◆ **Ne Bekleniyor**:
Aşağıdaki kayıtların hepsini tek harfini bile değiştirmeden olduğu gibi yeniden yazar mısın?

________

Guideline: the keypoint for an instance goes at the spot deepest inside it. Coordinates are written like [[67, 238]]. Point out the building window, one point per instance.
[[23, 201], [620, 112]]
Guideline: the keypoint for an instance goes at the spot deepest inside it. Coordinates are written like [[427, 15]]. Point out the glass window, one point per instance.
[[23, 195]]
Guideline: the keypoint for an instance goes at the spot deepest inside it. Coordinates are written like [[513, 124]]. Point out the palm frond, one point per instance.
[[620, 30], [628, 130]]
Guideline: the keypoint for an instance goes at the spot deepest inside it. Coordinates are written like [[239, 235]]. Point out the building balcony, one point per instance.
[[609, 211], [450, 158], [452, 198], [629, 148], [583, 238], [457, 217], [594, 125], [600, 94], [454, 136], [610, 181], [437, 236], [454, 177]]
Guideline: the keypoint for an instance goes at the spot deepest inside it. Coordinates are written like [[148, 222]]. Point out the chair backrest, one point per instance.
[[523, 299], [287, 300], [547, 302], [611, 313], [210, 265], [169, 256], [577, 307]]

________

◆ **Görevin Çözümü**:
Guideline: the keypoint for an instance goes at the spot deepest inside it. Coordinates are written like [[67, 238]]. Point out the building window, one point per instance.
[[23, 201], [620, 112]]
Guideline: the keypoint for an instance goes at the spot deepest inside it. Coordinates are written like [[427, 15]]. Point out the glass window, one point per instance.
[[23, 195]]
Guideline: the keypoint for an instance goes at the spot deepest inside it. Coordinates are written like [[513, 124]]. Point out the palm frond, one point per instance.
[[620, 30], [628, 130]]
Guideline: the keypoint for an instance goes at the spot deepest inside it. Coordinates are written like [[239, 235]]. Point out the building balcony, one point per instance.
[[609, 211], [450, 158], [452, 198], [629, 148], [583, 238], [457, 217], [594, 125], [600, 94], [454, 136], [610, 181], [437, 236], [454, 177]]
Guideline: the keypoint for an instance goes at the spot deepest inside it. Coordinates are written like [[148, 222]]. Point out the chair backrest, one point per instance.
[[523, 299], [287, 300], [547, 302], [611, 313], [210, 265], [169, 256], [577, 307]]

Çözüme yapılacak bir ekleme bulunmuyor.